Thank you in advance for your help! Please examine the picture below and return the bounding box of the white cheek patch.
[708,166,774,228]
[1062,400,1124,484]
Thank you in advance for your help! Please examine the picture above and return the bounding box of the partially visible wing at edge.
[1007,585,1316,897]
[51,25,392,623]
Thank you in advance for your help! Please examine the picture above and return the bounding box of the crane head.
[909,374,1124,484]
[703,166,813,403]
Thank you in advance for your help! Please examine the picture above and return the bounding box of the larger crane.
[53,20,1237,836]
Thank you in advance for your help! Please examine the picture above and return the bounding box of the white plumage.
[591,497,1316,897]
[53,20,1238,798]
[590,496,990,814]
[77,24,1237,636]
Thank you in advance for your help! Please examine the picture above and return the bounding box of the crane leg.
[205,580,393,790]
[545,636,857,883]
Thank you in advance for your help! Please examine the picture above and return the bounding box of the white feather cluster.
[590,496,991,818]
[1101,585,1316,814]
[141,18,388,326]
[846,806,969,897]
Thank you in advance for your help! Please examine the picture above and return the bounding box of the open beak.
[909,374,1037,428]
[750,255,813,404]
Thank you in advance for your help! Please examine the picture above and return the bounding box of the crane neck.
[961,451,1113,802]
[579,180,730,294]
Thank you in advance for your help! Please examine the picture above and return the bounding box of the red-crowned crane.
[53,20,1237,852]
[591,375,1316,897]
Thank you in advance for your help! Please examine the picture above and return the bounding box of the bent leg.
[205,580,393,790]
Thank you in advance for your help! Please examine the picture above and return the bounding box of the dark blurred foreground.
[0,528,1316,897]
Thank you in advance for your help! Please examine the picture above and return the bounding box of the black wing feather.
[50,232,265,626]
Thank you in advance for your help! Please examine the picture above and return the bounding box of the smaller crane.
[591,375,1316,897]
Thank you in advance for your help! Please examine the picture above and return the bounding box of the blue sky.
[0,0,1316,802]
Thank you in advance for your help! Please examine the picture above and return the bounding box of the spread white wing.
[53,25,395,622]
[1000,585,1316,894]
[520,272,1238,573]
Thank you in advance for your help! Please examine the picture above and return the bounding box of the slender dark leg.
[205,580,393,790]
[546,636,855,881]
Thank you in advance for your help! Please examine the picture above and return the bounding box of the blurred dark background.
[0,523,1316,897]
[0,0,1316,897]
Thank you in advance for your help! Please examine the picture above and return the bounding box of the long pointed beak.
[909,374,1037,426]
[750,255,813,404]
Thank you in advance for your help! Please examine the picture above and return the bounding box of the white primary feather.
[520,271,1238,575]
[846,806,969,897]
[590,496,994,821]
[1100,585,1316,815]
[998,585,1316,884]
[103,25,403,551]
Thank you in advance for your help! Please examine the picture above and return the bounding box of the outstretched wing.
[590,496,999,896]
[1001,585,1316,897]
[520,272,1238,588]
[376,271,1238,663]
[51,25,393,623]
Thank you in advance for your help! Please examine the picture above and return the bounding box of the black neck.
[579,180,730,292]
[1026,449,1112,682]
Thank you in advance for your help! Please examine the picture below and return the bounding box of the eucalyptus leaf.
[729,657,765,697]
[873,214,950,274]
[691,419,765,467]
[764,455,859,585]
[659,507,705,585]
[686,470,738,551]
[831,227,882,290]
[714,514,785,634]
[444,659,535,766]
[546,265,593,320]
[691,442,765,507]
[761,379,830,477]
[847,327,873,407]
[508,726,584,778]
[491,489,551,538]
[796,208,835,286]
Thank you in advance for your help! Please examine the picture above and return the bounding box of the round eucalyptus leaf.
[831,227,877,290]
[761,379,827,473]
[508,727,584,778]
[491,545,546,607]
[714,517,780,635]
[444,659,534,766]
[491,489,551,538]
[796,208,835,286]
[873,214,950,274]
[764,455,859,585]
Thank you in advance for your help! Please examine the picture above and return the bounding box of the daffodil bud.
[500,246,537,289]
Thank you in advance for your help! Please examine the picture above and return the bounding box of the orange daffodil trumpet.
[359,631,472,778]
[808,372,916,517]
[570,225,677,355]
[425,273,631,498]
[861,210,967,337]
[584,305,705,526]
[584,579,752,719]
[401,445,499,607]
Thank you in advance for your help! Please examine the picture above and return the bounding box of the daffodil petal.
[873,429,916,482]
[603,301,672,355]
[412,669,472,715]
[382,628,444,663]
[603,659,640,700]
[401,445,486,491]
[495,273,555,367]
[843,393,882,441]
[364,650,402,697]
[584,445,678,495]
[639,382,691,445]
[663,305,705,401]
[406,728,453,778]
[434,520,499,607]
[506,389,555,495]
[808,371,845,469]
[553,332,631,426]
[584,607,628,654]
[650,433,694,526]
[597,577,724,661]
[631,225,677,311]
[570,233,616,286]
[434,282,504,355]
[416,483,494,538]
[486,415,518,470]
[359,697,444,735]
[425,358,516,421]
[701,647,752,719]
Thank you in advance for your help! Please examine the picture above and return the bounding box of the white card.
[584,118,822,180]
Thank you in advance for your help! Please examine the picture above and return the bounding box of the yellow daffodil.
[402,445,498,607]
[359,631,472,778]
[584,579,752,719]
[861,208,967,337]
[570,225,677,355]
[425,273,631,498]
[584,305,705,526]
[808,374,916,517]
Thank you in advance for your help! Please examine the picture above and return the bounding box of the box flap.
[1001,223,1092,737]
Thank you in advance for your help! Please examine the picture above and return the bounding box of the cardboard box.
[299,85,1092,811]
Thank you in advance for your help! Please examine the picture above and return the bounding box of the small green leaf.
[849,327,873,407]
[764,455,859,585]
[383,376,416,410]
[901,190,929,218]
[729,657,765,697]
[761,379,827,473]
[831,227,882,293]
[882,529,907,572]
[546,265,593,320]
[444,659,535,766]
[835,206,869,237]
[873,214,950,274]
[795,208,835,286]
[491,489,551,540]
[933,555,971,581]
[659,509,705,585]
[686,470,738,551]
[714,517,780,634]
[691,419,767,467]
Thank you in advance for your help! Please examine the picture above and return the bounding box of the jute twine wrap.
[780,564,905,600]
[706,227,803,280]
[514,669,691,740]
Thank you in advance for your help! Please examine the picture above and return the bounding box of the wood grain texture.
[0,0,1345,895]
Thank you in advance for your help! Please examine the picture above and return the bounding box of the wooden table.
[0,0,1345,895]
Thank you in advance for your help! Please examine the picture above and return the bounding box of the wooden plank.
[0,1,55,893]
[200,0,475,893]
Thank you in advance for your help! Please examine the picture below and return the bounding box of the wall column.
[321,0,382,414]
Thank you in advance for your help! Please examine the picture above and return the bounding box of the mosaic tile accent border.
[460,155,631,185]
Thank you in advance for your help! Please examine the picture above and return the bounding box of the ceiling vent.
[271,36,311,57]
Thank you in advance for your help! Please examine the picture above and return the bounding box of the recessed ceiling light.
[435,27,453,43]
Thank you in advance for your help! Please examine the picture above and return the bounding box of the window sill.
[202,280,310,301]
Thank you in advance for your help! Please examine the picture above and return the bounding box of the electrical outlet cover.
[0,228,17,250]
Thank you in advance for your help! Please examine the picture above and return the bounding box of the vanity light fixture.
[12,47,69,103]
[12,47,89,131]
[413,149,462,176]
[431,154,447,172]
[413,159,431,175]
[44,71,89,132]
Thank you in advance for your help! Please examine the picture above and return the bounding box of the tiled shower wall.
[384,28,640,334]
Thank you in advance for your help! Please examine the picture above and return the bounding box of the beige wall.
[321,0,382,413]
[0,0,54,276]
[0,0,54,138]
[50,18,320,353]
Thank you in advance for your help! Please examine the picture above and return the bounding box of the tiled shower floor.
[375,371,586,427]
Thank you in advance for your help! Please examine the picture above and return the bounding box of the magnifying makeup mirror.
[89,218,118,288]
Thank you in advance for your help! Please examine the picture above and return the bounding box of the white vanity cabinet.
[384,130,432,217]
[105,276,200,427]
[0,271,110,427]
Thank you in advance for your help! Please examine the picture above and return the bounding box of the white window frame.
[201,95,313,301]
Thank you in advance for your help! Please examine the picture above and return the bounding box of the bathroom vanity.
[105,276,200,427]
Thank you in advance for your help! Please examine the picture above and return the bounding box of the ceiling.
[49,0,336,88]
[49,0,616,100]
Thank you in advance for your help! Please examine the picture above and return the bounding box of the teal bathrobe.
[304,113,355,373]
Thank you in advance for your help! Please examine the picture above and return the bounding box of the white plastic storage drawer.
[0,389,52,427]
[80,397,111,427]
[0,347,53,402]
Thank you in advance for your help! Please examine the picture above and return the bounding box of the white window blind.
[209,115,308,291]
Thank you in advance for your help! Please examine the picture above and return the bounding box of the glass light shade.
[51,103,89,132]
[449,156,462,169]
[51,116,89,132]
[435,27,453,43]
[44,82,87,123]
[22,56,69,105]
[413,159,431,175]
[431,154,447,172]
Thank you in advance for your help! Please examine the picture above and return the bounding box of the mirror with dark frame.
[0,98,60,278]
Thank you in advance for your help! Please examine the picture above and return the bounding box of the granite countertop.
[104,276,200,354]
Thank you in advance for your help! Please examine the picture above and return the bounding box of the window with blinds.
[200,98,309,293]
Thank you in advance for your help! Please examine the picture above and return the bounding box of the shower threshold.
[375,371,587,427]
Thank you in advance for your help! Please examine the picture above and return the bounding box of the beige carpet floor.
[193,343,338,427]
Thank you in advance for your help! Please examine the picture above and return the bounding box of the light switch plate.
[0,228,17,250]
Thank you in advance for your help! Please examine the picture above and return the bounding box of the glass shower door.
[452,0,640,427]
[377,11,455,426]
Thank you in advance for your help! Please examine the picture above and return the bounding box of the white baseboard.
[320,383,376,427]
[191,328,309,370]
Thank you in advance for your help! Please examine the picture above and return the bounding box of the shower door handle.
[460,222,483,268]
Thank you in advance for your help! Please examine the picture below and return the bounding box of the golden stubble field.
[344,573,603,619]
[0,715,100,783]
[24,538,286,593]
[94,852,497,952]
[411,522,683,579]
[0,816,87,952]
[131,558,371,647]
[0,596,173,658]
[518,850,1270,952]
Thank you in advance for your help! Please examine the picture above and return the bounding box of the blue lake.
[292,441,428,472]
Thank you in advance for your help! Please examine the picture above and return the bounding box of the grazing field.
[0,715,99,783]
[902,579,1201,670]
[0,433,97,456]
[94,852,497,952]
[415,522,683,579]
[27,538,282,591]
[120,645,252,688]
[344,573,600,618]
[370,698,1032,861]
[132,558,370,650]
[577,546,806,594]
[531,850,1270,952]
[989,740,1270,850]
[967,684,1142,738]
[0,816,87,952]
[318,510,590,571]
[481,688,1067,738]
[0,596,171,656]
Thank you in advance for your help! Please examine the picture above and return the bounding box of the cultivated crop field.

## [The exercise]
Rewrite each line, starting at the one containing "the white plumage." and ending at the one containing "[545,636,857,883]". Keep the text lines unchanged, and reduce every bounding box coordinate by 117.

## [Complete output]
Thank you in advance for your help! Please examine the picture above and return the bounding box of the white plumage.
[474,380,1199,780]
[-64,-97,1121,681]
[473,379,873,697]
[-40,-93,1120,519]
Thank you in advance for your help! Please examine the picture above and return the bounding box of the crane leg.
[88,463,276,673]
[428,519,740,766]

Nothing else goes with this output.